## YOUR INSTRUCTIONS
Reproduce the staff notice on Form N-2 short-form eligibility below word for word, from start to finish.

The staff in the Division of Investment Management’s Disclosure Review and Accounting Office reminds registrants of the eligibility requirements for filing short-form registration statements on Form N-2. On April 8, 2020, the Securities and Exchange Commission (the “Commission”) adopted rule and form amendments to allow business development companies (“BDCs”) and other closed-end funds that qualify as “seasoned issuers” to use a short-form registration statement on Form N-2.[1]

The staff reminds registrants that, to be eligible to file a short-form registration statement (or, under certain circumstances, to continue using an effective short-form registration statement) on Form N-2, a fund must timely file all reports that are required to be filed (“required reports”) under Section 30 of the Investment Company Act of 1940 (“Investment Company Act”) and Sections 13 or 15(d) of the Securities Exchange Act of 1934 (“Exchange Act”), as applicable, during the twelve calendar months (and any portion of a month) immediately preceding the filing of the registration statement (“eligibility testing period”).[2] For example, during the eligibility testing period a registered closed-end fund must have timely filed all reports required under Section 30 of the Investment Company Act, such as reports on Forms N-PX, N-CEN and N-PORT.[3] Registered closed-end funds must have also timely filed all annual and semi-annual reports to shareholders on Form N-CSR, and a BDC must have filed all annual and quarterly reports on Forms 10-K and 10-Q. [4]

A registrant that fails to file a required report on time would not, as of the next eligibility determination date applicable to the registrant,[5] meet the rule and form requirements that permit the use of a short form registration statement on Form N-2.

## ENTRIES SHOWN
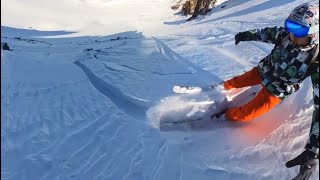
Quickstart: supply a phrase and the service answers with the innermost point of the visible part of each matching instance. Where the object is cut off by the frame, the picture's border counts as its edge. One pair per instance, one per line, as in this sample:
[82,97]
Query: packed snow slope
[83,95]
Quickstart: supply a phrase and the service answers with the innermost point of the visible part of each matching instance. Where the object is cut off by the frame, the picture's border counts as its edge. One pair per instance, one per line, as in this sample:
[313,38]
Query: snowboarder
[293,59]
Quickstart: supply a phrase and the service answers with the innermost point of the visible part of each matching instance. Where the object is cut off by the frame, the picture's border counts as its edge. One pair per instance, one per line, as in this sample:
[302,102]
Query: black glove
[307,161]
[239,37]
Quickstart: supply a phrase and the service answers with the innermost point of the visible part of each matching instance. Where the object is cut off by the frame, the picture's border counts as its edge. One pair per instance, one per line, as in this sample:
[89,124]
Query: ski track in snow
[89,107]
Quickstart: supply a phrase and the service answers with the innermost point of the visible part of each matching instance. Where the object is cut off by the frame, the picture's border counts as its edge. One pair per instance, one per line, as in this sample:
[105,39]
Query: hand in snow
[307,162]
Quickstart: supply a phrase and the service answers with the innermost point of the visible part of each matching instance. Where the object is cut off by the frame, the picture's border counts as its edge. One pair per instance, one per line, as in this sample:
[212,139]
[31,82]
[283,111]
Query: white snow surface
[88,82]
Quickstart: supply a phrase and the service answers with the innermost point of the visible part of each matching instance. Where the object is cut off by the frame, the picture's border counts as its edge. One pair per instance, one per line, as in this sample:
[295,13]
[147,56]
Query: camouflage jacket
[285,68]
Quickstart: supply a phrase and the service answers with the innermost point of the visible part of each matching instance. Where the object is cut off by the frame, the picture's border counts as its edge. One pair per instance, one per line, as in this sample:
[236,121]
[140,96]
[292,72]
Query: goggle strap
[314,29]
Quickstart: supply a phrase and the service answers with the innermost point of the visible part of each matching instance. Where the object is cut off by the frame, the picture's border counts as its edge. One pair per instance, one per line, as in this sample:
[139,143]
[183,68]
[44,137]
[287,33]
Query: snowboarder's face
[303,41]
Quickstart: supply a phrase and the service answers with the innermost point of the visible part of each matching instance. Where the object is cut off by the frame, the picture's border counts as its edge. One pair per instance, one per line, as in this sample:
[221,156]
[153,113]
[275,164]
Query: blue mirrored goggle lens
[297,30]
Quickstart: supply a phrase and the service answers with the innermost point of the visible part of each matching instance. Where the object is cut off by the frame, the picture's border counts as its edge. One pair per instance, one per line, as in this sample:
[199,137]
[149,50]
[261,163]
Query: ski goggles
[296,29]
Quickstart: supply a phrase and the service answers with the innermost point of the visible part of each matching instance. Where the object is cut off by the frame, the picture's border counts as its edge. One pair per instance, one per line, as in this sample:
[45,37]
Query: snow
[88,82]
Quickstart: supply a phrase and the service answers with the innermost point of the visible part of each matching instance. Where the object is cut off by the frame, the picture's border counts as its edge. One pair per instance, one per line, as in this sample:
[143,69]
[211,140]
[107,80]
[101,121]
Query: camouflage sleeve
[313,143]
[268,35]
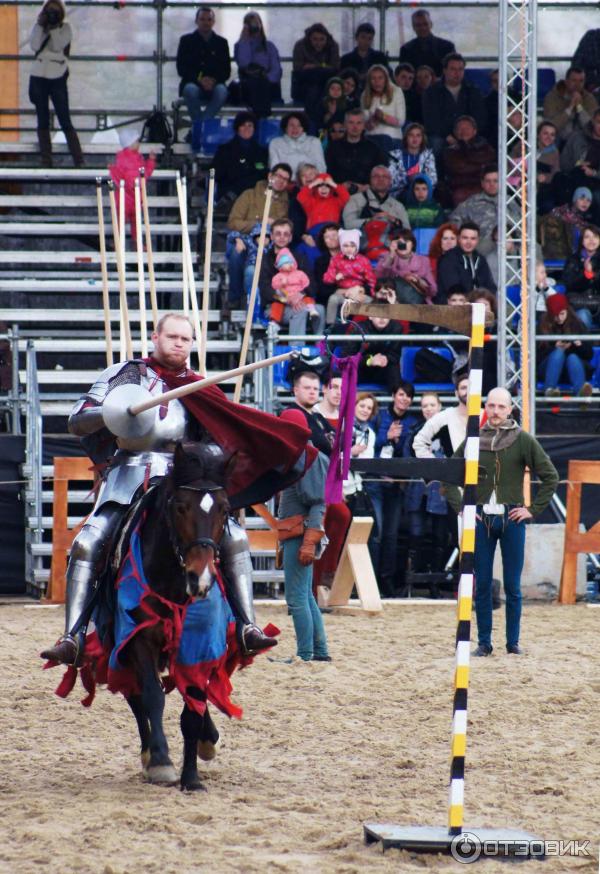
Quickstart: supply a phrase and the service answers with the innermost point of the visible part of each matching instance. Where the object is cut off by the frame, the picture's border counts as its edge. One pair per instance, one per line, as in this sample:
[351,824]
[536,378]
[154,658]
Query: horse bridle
[206,542]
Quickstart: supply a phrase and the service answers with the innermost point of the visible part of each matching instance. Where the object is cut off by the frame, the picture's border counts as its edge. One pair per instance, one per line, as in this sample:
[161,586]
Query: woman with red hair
[566,359]
[446,238]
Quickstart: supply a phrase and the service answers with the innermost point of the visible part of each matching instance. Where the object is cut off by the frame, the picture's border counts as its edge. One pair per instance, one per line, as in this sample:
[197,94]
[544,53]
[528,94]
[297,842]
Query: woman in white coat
[51,41]
[296,146]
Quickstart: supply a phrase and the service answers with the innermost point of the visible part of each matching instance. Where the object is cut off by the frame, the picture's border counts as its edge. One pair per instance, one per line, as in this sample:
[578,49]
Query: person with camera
[51,41]
[411,273]
[204,67]
[351,159]
[258,65]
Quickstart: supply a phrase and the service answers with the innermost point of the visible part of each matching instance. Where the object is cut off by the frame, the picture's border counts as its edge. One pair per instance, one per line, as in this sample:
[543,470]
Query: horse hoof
[193,785]
[161,775]
[207,750]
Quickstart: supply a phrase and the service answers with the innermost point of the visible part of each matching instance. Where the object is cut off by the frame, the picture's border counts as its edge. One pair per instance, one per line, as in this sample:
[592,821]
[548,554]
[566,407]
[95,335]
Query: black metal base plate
[470,845]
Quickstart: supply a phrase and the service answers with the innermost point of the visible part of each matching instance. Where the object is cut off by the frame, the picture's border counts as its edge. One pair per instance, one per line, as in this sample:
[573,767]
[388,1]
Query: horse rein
[206,542]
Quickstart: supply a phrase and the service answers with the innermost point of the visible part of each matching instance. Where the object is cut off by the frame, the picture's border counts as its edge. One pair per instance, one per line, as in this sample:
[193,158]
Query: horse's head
[197,509]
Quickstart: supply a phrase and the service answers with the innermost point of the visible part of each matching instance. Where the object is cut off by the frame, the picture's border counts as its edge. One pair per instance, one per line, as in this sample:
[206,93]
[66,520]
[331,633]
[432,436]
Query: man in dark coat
[282,231]
[447,100]
[364,55]
[204,67]
[351,159]
[463,265]
[426,49]
[242,162]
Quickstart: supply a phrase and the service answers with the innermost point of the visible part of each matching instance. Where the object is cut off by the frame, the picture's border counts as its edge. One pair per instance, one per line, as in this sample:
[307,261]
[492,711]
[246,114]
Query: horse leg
[160,767]
[200,738]
[191,726]
[209,738]
[137,708]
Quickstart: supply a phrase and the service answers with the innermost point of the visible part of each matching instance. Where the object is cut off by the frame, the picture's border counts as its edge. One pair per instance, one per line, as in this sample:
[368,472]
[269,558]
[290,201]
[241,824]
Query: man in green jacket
[505,453]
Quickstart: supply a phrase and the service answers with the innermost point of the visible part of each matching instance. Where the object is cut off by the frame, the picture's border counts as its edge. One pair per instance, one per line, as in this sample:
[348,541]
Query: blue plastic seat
[595,364]
[408,370]
[481,77]
[209,134]
[554,263]
[424,236]
[268,129]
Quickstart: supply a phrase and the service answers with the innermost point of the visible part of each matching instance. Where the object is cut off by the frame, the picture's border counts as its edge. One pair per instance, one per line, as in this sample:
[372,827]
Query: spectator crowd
[384,186]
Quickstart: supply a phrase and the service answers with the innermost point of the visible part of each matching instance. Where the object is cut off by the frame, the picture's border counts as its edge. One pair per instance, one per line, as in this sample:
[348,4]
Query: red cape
[272,453]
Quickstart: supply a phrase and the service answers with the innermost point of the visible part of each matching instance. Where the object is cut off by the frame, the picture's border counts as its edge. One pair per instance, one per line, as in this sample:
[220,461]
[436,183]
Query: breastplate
[171,422]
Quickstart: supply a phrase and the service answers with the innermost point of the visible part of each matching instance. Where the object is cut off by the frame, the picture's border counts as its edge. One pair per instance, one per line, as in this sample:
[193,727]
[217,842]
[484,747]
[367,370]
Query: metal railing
[33,463]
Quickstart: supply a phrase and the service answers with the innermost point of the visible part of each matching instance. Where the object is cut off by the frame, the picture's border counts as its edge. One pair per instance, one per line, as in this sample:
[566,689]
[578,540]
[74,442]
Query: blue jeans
[194,96]
[375,492]
[311,639]
[41,91]
[512,546]
[552,367]
[391,514]
[584,315]
[236,262]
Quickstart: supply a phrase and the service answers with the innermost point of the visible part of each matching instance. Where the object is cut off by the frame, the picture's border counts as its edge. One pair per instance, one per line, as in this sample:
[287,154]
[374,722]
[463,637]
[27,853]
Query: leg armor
[89,555]
[237,574]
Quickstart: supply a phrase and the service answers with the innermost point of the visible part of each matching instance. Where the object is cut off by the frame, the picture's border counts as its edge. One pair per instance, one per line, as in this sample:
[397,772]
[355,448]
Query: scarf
[496,439]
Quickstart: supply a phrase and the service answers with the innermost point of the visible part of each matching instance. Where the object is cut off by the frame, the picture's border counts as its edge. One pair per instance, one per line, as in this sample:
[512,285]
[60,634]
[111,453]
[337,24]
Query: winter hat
[352,236]
[582,191]
[283,258]
[325,179]
[128,136]
[256,229]
[555,303]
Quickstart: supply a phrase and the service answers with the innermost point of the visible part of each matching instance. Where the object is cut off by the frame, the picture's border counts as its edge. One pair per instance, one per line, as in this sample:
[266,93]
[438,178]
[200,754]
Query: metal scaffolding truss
[517,202]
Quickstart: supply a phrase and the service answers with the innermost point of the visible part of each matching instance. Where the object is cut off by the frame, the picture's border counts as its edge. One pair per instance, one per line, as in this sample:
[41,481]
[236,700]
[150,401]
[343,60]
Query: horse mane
[200,462]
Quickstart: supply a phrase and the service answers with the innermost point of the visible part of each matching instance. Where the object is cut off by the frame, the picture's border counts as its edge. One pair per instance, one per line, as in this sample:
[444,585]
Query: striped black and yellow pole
[465,588]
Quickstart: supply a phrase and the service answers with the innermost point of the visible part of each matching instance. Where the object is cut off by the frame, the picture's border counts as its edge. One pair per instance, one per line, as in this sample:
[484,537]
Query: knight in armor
[130,465]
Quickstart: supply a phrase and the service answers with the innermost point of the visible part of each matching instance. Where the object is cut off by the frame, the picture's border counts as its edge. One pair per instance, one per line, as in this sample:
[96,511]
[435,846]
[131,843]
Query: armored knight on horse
[269,457]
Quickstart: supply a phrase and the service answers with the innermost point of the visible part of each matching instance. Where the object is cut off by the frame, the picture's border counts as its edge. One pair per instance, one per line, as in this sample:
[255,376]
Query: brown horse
[178,545]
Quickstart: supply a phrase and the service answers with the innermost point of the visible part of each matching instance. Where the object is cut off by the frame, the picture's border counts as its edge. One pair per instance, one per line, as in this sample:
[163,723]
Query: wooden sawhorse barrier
[354,569]
[65,469]
[576,541]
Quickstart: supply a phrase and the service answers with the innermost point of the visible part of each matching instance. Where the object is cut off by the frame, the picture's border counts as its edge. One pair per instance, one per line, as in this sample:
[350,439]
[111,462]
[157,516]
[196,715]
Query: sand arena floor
[321,748]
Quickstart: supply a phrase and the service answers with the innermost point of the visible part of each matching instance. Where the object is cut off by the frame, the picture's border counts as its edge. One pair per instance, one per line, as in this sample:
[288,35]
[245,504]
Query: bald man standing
[505,452]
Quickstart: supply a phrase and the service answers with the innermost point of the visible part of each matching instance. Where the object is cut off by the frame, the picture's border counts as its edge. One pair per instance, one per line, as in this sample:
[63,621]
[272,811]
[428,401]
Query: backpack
[157,129]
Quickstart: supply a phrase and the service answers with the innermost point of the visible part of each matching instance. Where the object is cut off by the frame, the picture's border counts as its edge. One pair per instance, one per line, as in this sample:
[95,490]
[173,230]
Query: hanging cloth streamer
[341,453]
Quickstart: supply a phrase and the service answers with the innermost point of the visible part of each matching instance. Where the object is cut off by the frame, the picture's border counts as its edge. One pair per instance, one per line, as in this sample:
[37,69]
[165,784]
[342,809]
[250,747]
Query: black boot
[237,576]
[81,578]
[75,148]
[45,147]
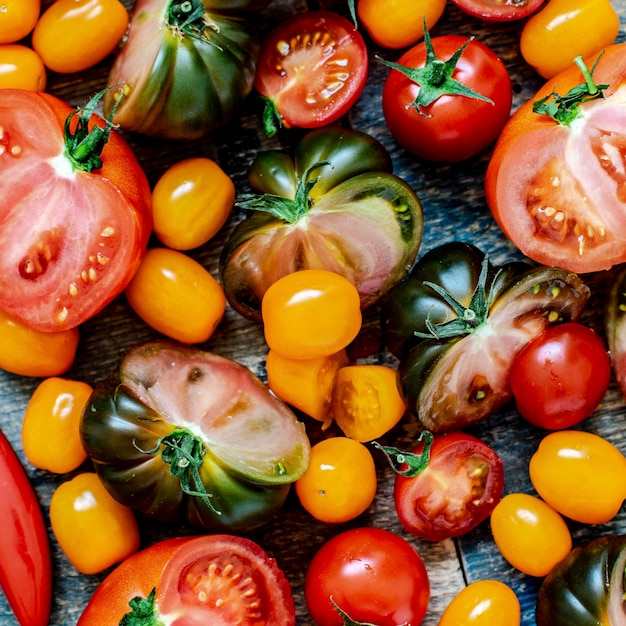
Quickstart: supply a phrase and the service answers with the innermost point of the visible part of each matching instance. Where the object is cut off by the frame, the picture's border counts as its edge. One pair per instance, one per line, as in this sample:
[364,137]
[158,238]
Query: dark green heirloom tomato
[186,66]
[587,587]
[179,433]
[332,204]
[456,322]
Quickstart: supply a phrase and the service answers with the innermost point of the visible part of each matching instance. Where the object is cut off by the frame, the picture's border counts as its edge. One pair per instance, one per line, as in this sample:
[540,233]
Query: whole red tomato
[372,575]
[74,211]
[447,98]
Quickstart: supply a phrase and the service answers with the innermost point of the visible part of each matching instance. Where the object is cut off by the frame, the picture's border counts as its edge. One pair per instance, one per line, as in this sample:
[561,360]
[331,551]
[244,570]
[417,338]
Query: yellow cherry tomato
[306,384]
[529,533]
[580,474]
[398,24]
[21,68]
[17,19]
[366,401]
[74,35]
[341,481]
[483,603]
[191,202]
[93,530]
[311,313]
[50,429]
[30,352]
[176,295]
[565,29]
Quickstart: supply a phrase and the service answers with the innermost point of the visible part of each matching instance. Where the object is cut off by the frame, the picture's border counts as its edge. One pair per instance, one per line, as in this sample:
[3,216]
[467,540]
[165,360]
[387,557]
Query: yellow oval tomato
[580,474]
[366,401]
[73,35]
[30,352]
[191,202]
[93,530]
[340,482]
[483,603]
[21,68]
[17,19]
[565,29]
[50,429]
[398,24]
[306,384]
[176,295]
[529,533]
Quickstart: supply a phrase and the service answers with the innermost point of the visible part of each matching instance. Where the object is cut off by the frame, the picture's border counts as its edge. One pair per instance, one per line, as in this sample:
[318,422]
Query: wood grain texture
[454,208]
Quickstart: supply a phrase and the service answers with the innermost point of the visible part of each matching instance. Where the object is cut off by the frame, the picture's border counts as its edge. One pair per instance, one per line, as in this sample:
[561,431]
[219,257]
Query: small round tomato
[29,352]
[529,533]
[311,313]
[50,429]
[372,575]
[340,482]
[563,30]
[176,295]
[94,530]
[398,23]
[306,384]
[445,107]
[483,603]
[561,376]
[456,491]
[17,19]
[21,68]
[580,474]
[191,202]
[311,68]
[74,35]
[366,401]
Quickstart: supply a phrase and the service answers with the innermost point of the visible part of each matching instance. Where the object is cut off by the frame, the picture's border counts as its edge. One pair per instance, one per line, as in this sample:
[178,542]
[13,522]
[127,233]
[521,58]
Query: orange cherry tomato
[176,295]
[17,19]
[341,481]
[398,24]
[580,474]
[483,603]
[306,384]
[191,202]
[311,313]
[50,429]
[21,68]
[30,352]
[529,533]
[366,401]
[74,35]
[93,530]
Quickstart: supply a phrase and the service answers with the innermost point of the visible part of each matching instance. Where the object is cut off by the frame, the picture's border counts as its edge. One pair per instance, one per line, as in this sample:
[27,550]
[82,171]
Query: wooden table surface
[454,208]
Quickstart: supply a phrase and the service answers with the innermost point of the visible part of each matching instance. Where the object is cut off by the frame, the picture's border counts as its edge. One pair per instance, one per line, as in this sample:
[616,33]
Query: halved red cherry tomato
[312,69]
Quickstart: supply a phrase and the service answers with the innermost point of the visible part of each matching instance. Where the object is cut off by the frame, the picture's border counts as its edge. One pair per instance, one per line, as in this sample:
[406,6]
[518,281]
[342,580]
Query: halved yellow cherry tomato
[191,202]
[176,295]
[93,530]
[50,429]
[366,401]
[341,481]
[30,352]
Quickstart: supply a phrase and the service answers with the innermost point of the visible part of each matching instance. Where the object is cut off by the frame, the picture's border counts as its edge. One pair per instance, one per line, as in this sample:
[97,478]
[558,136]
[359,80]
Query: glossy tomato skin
[132,428]
[457,490]
[453,127]
[163,567]
[355,199]
[46,284]
[587,587]
[474,345]
[360,569]
[312,67]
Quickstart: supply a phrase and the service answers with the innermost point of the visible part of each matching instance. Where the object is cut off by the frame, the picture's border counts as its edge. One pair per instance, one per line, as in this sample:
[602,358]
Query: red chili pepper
[25,564]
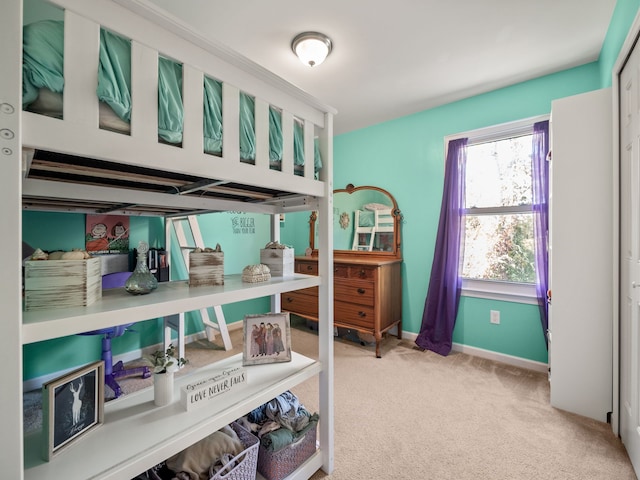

## SOLUTION FOR THIS EXERCISE
The staff in the Division of Investment Management’s Disclosure Review and Accounting Office reminds registrants of the eligibility requirements for filing short-form registration statements on Form N-2. On April 8, 2020, the Securities and Exchange Commission (the “Commission”) adopted rule and form amendments to allow business development companies (“BDCs”) and other closed-end funds that qualify as “seasoned issuers” to use a short-form registration statement on Form N-2.[1]

The staff reminds registrants that, to be eligible to file a short-form registration statement (or, under certain circumstances, to continue using an effective short-form registration statement) on Form N-2, a fund must timely file all reports that are required to be filed (“required reports”) under Section 30 of the Investment Company Act of 1940 (“Investment Company Act”) and Sections 13 or 15(d) of the Securities Exchange Act of 1934 (“Exchange Act”), as applicable, during the twelve calendar months (and any portion of a month) immediately preceding the filing of the registration statement (“eligibility testing period”).[2] For example, during the eligibility testing period a registered closed-end fund must have timely filed all reports required under Section 30 of the Investment Company Act, such as reports on Forms N-PX, N-CEN and N-PORT.[3] Registered closed-end funds must have also timely filed all annual and semi-annual reports to shareholders on Form N-CSR, and a BDC must have filed all annual and quarterly reports on Forms 10-K and 10-Q. [4]

A registrant that fails to file a required report on time would not, as of the next eligibility determination date applicable to the registrant,[5] meet the rule and form requirements that permit the use of a short form registration statement on Form N-2.